▶ YOUR GOAL
Summarize the passage below on pornography use and relationship quality in two sentences.

┌─ SOURCE EXTRACT

Men and women who are experiencing relationship distress and sexual dissatisfaction are more likely to feel like their pornography use is out of control. That’s according to a new study recently published in the Journal of Sex & Marital Therapy.
“Although pornography is getting more and more easily accessible, studies are mixed as to whether pornography use have beneficial or harmful impacts on relationship and sexual well-being,” explained study author Marie-Ève Daspe of the University of Southern California.
“What does seem clear is that pornography use can become problematic for some users. Indeed, a small proportion of users develops a problematic, or compulsive, consumption characterized by a difficulty to control their pornography use. This led us to these questions: What causes some users to lose control over their pornography use? Does the quality of intimate relationships influence one’s subjective experience of control over pornography use?”

└─
┌─ GIVEN INFORMATION

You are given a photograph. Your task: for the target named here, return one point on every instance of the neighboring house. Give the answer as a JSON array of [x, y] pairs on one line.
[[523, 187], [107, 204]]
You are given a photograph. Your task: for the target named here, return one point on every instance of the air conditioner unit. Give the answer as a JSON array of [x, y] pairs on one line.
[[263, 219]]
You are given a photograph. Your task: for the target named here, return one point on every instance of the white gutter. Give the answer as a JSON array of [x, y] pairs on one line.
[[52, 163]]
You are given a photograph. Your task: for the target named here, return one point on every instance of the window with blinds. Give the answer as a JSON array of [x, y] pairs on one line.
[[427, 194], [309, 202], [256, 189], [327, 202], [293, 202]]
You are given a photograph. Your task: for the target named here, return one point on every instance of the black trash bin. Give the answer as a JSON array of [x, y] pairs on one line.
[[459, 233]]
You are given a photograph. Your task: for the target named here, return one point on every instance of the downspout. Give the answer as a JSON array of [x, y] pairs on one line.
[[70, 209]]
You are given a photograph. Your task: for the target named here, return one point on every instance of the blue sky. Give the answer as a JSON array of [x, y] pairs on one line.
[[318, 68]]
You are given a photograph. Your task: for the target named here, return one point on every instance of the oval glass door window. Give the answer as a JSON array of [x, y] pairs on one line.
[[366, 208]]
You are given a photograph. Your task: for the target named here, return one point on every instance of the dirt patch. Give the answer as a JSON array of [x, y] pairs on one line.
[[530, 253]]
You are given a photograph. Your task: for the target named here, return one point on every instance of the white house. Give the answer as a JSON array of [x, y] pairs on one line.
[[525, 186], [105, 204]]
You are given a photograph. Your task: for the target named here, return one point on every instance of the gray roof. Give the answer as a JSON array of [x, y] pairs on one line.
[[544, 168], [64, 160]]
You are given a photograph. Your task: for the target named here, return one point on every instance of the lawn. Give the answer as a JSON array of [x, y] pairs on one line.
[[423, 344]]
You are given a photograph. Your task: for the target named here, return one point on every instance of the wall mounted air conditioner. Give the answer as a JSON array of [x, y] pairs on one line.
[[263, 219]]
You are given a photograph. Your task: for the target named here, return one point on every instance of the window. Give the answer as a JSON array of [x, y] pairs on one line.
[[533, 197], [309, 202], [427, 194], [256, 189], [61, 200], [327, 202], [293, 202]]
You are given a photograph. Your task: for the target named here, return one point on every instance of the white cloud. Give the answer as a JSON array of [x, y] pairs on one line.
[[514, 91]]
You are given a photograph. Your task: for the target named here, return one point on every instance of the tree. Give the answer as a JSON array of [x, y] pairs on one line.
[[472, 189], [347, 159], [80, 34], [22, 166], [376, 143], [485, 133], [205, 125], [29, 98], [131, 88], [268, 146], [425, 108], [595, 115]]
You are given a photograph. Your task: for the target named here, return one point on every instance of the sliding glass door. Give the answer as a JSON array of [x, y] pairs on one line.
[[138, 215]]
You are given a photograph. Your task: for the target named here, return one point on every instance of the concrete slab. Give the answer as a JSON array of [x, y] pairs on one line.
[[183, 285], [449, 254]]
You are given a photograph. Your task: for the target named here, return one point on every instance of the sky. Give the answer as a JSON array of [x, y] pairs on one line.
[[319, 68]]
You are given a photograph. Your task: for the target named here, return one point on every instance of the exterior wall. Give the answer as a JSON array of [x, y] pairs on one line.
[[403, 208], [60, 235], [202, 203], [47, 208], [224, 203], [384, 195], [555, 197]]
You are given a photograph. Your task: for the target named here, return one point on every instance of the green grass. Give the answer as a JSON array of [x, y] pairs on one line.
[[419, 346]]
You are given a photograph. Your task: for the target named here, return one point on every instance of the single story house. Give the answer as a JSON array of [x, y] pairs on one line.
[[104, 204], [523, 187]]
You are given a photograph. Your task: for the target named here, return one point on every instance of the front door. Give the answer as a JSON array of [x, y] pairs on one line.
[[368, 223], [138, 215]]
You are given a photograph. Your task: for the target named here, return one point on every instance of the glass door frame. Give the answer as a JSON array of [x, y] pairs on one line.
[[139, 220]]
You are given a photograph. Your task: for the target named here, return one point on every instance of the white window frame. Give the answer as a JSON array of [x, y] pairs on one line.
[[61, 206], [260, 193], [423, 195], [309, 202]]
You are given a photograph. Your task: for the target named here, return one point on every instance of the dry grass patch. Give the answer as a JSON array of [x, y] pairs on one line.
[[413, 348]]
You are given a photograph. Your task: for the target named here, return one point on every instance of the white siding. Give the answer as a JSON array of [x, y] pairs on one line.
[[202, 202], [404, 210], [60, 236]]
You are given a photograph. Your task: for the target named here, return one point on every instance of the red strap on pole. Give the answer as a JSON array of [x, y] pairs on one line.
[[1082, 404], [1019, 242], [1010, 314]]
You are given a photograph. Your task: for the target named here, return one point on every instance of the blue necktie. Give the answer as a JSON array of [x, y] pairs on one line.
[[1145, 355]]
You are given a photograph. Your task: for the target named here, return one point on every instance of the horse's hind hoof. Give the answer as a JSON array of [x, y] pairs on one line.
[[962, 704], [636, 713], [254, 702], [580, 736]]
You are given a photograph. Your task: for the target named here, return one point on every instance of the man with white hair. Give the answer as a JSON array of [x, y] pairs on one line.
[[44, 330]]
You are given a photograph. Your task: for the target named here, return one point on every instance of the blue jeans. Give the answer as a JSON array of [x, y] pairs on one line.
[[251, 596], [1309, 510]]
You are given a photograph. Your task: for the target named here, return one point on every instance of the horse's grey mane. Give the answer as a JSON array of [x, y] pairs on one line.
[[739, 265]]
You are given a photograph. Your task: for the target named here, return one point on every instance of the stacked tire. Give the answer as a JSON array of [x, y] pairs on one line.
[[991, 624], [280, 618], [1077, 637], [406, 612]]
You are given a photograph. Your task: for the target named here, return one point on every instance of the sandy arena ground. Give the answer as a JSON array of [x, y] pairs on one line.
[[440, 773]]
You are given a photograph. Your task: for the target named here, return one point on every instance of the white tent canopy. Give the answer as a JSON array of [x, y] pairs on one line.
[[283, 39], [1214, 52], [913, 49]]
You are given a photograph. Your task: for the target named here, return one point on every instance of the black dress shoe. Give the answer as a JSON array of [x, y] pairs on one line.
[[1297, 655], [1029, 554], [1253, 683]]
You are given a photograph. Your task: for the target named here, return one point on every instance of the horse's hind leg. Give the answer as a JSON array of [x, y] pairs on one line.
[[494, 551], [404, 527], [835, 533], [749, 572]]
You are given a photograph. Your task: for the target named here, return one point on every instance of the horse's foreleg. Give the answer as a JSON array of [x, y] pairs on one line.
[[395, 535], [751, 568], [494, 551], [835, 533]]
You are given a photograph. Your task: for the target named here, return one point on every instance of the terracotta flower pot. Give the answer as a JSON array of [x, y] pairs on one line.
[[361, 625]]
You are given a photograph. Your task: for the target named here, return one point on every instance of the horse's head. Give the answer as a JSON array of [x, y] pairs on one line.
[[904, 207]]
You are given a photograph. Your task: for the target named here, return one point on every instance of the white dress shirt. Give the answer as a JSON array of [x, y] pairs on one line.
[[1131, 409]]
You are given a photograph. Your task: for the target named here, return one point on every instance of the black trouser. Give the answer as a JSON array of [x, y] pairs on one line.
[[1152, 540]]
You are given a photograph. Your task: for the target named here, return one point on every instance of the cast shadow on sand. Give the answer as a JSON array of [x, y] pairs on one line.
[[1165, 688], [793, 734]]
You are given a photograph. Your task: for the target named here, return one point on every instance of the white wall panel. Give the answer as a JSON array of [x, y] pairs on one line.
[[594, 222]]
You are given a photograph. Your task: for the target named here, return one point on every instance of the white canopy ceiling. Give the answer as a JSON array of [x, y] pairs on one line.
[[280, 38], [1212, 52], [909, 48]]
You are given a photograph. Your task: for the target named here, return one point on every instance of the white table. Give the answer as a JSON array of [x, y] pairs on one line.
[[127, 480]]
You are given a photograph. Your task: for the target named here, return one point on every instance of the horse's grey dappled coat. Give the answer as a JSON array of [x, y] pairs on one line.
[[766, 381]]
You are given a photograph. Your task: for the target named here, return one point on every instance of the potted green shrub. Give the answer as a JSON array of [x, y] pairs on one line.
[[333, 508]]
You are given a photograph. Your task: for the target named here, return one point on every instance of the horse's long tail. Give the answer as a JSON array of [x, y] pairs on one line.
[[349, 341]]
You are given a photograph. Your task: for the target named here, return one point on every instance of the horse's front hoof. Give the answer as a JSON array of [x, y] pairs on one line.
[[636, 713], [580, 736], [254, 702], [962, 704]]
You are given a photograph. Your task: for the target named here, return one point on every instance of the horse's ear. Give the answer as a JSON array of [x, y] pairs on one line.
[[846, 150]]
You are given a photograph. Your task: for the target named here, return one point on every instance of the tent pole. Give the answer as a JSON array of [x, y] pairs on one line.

└─

▶ RESPONSE
A new study in the Journal of Sex & Marital Therapy reports that men and women experiencing relationship distress and sexual dissatisfaction are more likely to feel that their pornography use is out of control. Study author Marie-Ève Daspe of the University of Southern California says research on pornography's effects on relationship and sexual well-being is mixed, but a small proportion of users develop a problematic, or compulsive, consumption marked by difficulty controlling it, which led the researchers to ask what causes this loss of control and whether the quality of intimate relationships influences it.